Short task A
Please copy the records below line for line, leaving the pictures out.

** Start Page text **

That's relatively easy for Hillary to "give in" on without jeopardizing her inevitable rightward lurch. I'd like to add another suggestion for how Clinton could woo progressives. As I mentioned before, the DCCC has steadfastly refused to back progressives who win Democratic Party congressional primaries. When Mary Ellen Balchunis beat the DCCC's lame Red-to-Blue candidate-- in a 74-26% landslide-- the DCCC removed PA-07 from their Red-to-Blue list, wrote off the district and continued trying to sabotage progressive candidates across the country-- CA-25 being a perfect example, where DCCC demands on California congressmen to back their hackish corrupt candidate so offended Adam Schiff that yesterday he gave the progressive in the race, Lou Vince, use of his office for a day of phone banking with California's State Controller, Betty Yee. Even though the state Democratic Party endorsed Lou Vince in a hotly contested contest-- Vince won with over 80% at the state convention-- the DCCC and corrupt establishment Democrats like Gavin Newsom, Zoe Lofgren, Pete Aguilar, Tony Cárdenas and Scott Peters have continued trying to impose Bryan Caforio on the district's Democrats. The DCCC has helped make sure Caforio spent $292,126 on the primary while sabotaging Vince's fundraising efforts-- he's raised $88,674 (you can help him here). Tuesday, will the DCCC abandon the district if Vince wins, the same way they abandoned PA-07 when Balchunis won?

** End Page text **
** Start Data shown **

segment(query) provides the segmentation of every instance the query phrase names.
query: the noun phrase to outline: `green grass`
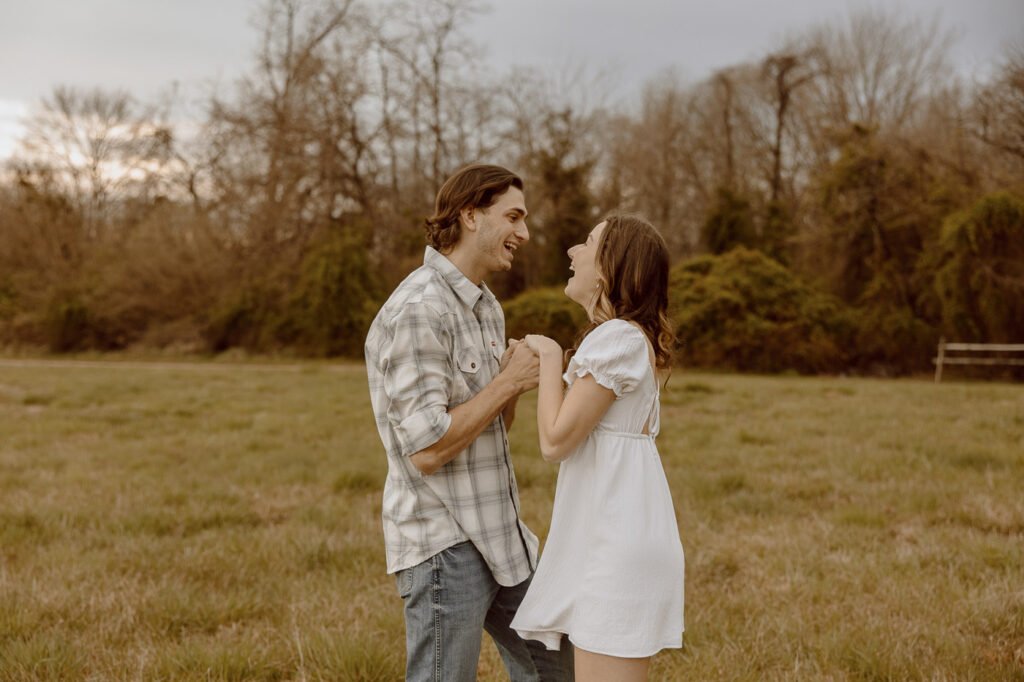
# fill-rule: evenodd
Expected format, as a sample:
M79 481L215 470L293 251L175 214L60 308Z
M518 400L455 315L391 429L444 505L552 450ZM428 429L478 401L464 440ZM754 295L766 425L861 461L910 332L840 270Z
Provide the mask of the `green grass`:
M1024 680L1024 388L677 371L663 397L687 632L651 679ZM0 680L400 679L368 402L351 365L0 365Z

** End Data shown **

Short task B
Pick up the post on the DCCC and the CA-25 primary after its last sentence and keep writing it.

Expected answer A
segment(query) provides the segmentation of every instance the query phrase names.
query: the noun phrase to outline: `green grass`
# fill-rule: evenodd
Expected format, as a sample:
M79 481L215 470L293 251L175 214L60 308Z
M518 400L455 315L391 429L444 505L552 450ZM428 429L478 401L464 440ZM754 295L766 425L861 461L910 332L840 270Z
Provide the mask of the `green grass`:
M1024 680L1024 388L677 371L663 397L687 632L651 679ZM0 680L400 679L368 402L351 365L0 365Z

Expected answer B
Hillary wants party unity? She should start by ending this kind of anti-progressive wing behavior by the party organs. This cycle, Schumer and Tester have made sure the DSCC has spent more money and resources fighting progressives and nominating corrupt party hacks than they have on fighting Republicans. The DCCC is even worse-- much worse. When Bernie-supporter Tom Wakely won the TX-21 primary against self-described conservative Democrat, the DCCC made the decision that they'd rather have Trump backing, science denier Lamar Smith (chair of the House Science Committee) than help a progressive win. If Hillary wants to prove she's a unifier, let her call Pelosi and tell her to stop sabotaging progressives and to get behind Balchunis, Vince and Wakely. (Balchunis, by the way, has a policy agenda virtually identical with Bernie's-- she defines herself as being from the Warren-wing of the party-- but is an old friend of Hillary's and endorsed her and campaigned for her during the Pennsylvania primary.) And what's with the DCCC's refusal to back Zephyr Teachout right in Hillary's neighborhood?

DuWayne Gregory is the presiding officer of the Suffolk County legislature,and he's running for the blue-leaning South Shore Long Island district Peter King occupies. Hillary won this area when she ran for the Senate and both Nassau and Suffolk counties were Hillary territory in the recent primary; she won Nassau County with 62.6% and Suffolk with 54.7%. Gregory is an admirer of hers and he endorsed her. But the DCCC has refused to get behind DuWayne's run against Peter King, largely because of Steve Israel's loyalty to his Trump-supporting Republican crony, who he has helped keep in office for years. Hillary can put a stop to this kind of bullshit by having one of her assistant's assistants call Pelosi and tell her to "cut it out." If the Democratic Party establishment wants party unity, they better start realizing that it is not a one-way street.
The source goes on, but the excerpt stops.